Extract provided:
--------

Travelers plainly signaled a significant analytic shift in regard to the "connection with" portion of the ERISA preemption inquiry,3 abandoning strict textualism in favor of a more nuanced approach:

For the same reasons that infinite relations cannot be the measure of pre-emption, neither can infinite connections. We simply must go beyond the unhelpful text and the frustrating difficulty of defining its key term, and look instead to the objectives of the ERISA statute as a guide to the scope of the state law that Congress understood would survive.

Travelers, 514 U.S. at 656; accord Dillingham, 519 U.S. at 324.

Cataloguing the objectives of the ERISA statute is a fairly straightforward exercise. When Congress conceived the ERISA scheme, it made manifest its intention to "protect... the interests of participants in employee benefit plans and their beneficiaries... by establishing standards of conduct, responsibility, and obligation for fiduciaries of employee benefit plans, and by providing for appropriate remedies." 29 U.S.C. § 1001(b). Achieving this end requires the avoidance of "a multiplicity of regulation" and, concomitantly, the creation of a climate that "permit[s] the nationally uniform administration of employee benefit plans." Travelers, 514 U.S. at 657. Using this template, the Massachusetts bond statute, on its face, in no way inhibits the accomplishment of ERISA's overall goals.

--------

Short task 1:
How would this sentence from the ERISA preemption passage read in Spanish: "Cataloguing the objectives of the ERISA statute is a fairly straightforward exercise."
Short task 2:
Could you carry the ERISA preemption passage on past its final sentence?
The lines after this point come from a separate source.

--------

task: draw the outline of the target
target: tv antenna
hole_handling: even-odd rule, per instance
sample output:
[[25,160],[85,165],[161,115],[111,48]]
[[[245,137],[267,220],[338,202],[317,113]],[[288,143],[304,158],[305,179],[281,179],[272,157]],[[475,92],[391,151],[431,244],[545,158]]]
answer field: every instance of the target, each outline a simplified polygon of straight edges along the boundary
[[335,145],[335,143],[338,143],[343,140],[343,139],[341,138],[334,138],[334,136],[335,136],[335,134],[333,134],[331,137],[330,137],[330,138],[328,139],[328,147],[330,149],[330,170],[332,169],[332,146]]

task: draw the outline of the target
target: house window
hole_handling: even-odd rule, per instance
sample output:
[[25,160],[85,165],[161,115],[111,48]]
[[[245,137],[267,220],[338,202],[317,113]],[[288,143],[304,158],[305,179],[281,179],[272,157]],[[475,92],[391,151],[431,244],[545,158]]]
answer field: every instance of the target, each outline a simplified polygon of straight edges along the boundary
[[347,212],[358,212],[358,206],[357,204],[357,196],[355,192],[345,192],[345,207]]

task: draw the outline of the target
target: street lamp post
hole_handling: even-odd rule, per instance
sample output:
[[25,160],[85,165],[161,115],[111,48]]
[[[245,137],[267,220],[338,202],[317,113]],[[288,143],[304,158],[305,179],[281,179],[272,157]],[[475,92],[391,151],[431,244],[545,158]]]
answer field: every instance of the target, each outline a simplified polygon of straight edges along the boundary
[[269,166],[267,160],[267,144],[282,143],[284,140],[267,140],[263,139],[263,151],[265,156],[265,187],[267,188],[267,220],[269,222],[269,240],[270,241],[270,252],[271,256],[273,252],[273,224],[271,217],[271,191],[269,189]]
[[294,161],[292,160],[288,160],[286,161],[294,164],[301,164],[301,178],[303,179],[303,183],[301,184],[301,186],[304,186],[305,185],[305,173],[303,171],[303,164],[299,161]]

--------

Task answer 1:
Catalogar los objetivos de la ley ERISA es un ejercicio bastante sencillo.

Task answer 2:
It is well accepted, however, even under the new regime, that state laws which furnish alternative enforcement mechanisms threaten the uniformity that Congress labored to achieve and thus are preempted by ERISA.4 See id.; see also Ingersoll-Rand Co. v. McClendon, 498 U.S. 133, 142-45 (1990). This category comes to mind because the most obvious tie between the Massachusetts bond statute and ERISA plans as a class concerns the former's role as a vehicle of enforcing funding obligations. The question, then, is whether the bond statute impermissibly supplies an alternative enforcement mechanism for ERISA plan benefits (and thereby triggers preemption). See Travelers, 514 U.S. at 658; Parrino, 146 F.3d at 705; see also Turner v. Fallon Community Health Plan, Inc., 127 F.3d 196, 199 (1st Cir. 1997).

We answer that question in the negative. ERISA preemption proscribes the type of alternative enforcement mechanism that purposes to provide a remedy for the violation of a right expressly guaranteed and exclusively enforced by the ERISA statute. See Ingersoll-Rand, 498 U.S. at 145. Those state laws which touch upon enforcement but have no real bearing on the intricate web of relationships among the principal players in the ERISA scenario (e.g., the plan, the administrators, the fiduciaries, the beneficiaries, and the employer) are not subject to preemption on this basis. See Woodworker's Supply, Inc. v. Principal Mut. Life Ins. Co., 170 F.3d 985, 990 (10th Cir. 1999). It follows that a state statute which only creates claims against a surety does...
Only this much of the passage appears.